#### [Description of the task]
Only an exact repetition of the lines from the one that holds "positive clicks: (126, 524)" to the end of the records is wanted.

━━ Provided material

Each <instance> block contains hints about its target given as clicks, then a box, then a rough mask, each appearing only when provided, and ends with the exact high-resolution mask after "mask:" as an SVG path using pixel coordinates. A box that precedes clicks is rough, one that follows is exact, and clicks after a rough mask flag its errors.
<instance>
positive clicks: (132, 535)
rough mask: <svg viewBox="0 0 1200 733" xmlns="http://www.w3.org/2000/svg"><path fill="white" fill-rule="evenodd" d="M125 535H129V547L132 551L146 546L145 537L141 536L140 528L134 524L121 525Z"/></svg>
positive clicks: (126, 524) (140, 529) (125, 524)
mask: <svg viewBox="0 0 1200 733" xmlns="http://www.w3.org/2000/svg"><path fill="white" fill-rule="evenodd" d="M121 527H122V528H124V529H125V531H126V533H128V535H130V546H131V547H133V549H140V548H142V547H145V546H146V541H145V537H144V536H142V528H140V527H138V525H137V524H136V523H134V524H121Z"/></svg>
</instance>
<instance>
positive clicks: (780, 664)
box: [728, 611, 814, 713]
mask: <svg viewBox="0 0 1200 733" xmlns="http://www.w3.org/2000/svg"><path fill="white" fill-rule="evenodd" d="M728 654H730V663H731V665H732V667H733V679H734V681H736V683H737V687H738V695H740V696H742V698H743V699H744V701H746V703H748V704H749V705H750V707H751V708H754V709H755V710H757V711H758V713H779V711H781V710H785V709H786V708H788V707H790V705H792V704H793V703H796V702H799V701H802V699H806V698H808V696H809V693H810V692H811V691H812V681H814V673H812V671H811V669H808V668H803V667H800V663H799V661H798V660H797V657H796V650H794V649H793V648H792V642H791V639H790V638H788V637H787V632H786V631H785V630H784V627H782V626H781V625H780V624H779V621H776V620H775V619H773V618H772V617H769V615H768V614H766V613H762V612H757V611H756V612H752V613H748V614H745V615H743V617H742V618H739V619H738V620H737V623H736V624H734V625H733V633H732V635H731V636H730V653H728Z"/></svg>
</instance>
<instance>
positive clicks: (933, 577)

━━━━

#### [Response area]
positive clicks: (126, 524) (140, 529) (125, 524)
mask: <svg viewBox="0 0 1200 733" xmlns="http://www.w3.org/2000/svg"><path fill="white" fill-rule="evenodd" d="M121 527H122V528H124V529H125V531H126V533H128V535H130V546H131V547H133V549H140V548H142V547H145V546H146V541H145V537H144V536H142V528H140V527H138V525H137V524H136V523H134V524H121Z"/></svg>
</instance>
<instance>
positive clicks: (780, 664)
box: [728, 611, 814, 713]
mask: <svg viewBox="0 0 1200 733" xmlns="http://www.w3.org/2000/svg"><path fill="white" fill-rule="evenodd" d="M728 654H730V663H731V665H732V667H733V679H734V681H736V683H737V687H738V695H740V696H742V698H743V699H744V701H746V703H748V704H749V705H750V707H751V708H754V709H755V710H757V711H758V713H779V711H781V710H785V709H786V708H788V707H790V705H792V704H793V703H796V702H799V701H802V699H806V698H808V696H809V693H810V692H811V691H812V681H814V673H812V671H811V669H808V668H803V667H800V663H799V661H798V660H797V657H796V650H794V649H793V648H792V642H791V639H790V638H788V637H787V632H786V631H785V630H784V627H782V626H781V625H780V624H779V621H776V620H775V619H773V618H772V617H769V615H768V614H766V613H762V612H757V611H756V612H752V613H748V614H745V615H743V617H742V618H739V619H738V620H737V623H736V624H734V625H733V633H732V635H731V636H730V653H728Z"/></svg>
</instance>
<instance>
positive clicks: (933, 577)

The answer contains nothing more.